Copy out the whole article on teachers working to raise state test scores, word for word.

TEXT SHOWN —
|---|

Faculty tries to improve on state scores

  Teachers are trying to improve on state test scores again this year, but much of what they are doing seems to be working. Some state scores showed dramatic improvement last year with a 30 percent increase in advanced and proficient students in English and a 20 percent increase in math.

  “That goes back to how much time and energy teachers prepare students for state tests,” principal Randy Luebbert said.

  To get ready for test teachers generally get students ready through their curriculum for EOC test and ACT prep days and generally through the curriculum Laura Cooke said

  Last year, Algebra 1 had 79 percent of their students score proficient or advanced. That was up from 59 percent the year before.

  “I was pleased with the overall scores,” Algebra 1 teacher Jowell Roellig said. “I was proud of the 35 students that scored advanced.”

  While scores have improved, there is still room for improvement on the Algebra I EOC.

  “Until all students are proficient and advanced improvements can be made,” Roellig said.

  The Biology 1 EOC scores were up as well as they climbed to 66 percent of students in the proficient to advanced range. That score is up from 46 percent.

  “Even basic is good because – to the state – that is grade level, so advanced and proficient is amazing,” Luebbert said.

  English was up to 81 percent of students who scored proficient or advanced on the test, which was an increase from 51 percent.

|---|

RECORD EXCERPTS —
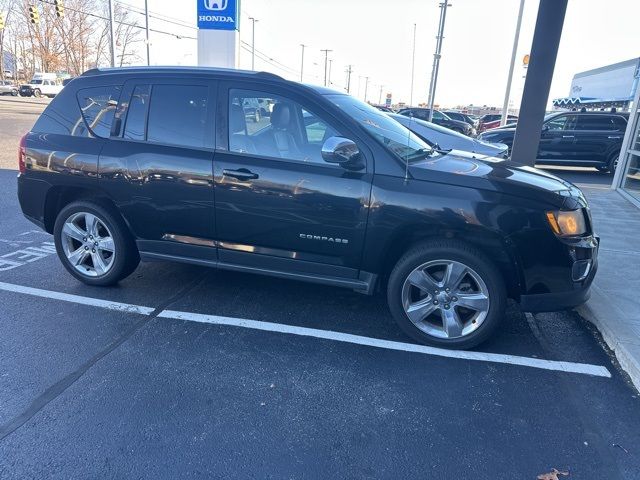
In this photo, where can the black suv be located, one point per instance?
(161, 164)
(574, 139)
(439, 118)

|---|

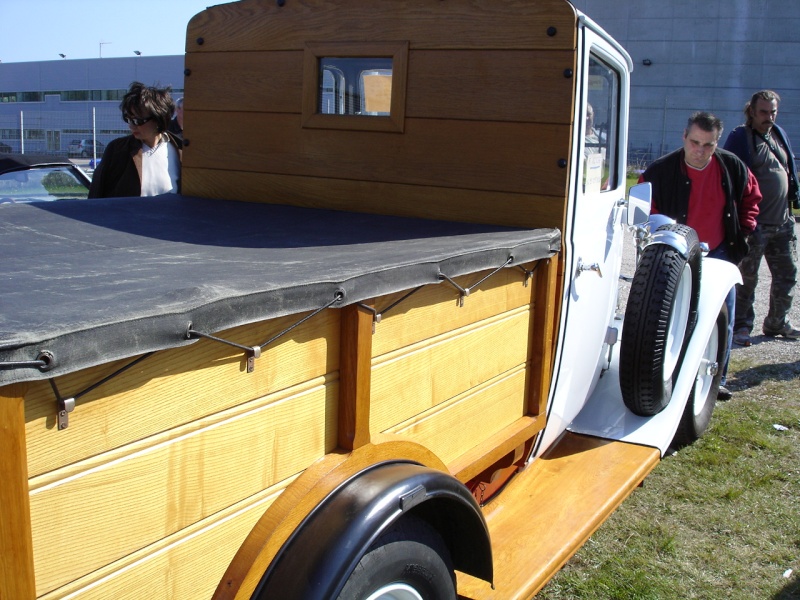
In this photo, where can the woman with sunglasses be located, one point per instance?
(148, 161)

|---|

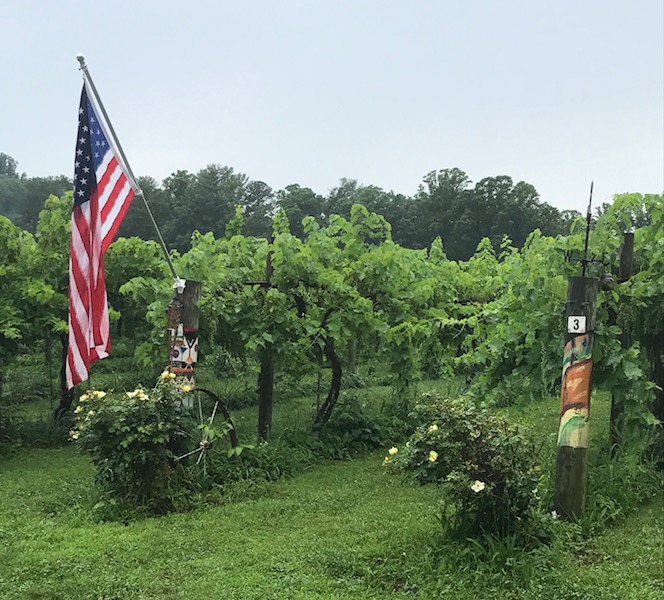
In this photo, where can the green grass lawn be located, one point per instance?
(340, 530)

|---|

SOLUTION TO THE EXERCISE —
Faculty tries to improve on state scores

  Teachers are trying to improve on state test scores again this year, but much of what they are doing seems to be working. Some state scores showed dramatic improvement last year with a 30 percent increase in advanced and proficient students in English and a 20 percent increase in math.

  “That goes back to how much time and energy teachers prepare students for state tests,” principal Randy Luebbert said.

  To get ready for test teachers generally get students ready through their curriculum for EOC test and ACT prep days and generally through the curriculum Laura Cooke said

  Last year, Algebra 1 had 79 percent of their students score proficient or advanced. That was up from 59 percent the year before.

  “I was pleased with the overall scores,” Algebra 1 teacher Jowell Roellig said. “I was proud of the 35 students that scored advanced.”

  While scores have improved, there is still room for improvement on the Algebra I EOC.

  “Until all students are proficient and advanced improvements can be made,” Roellig said.

  The Biology 1 EOC scores were up as well as they climbed to 66 percent of students in the proficient to advanced range. That score is up from 46 percent.

  “Even basic is good because – to the state – that is grade level, so advanced and proficient is amazing,” Luebbert said.

  English was up to 81 percent of students who scored proficient or advanced on the test, which was an increase from 51 percent.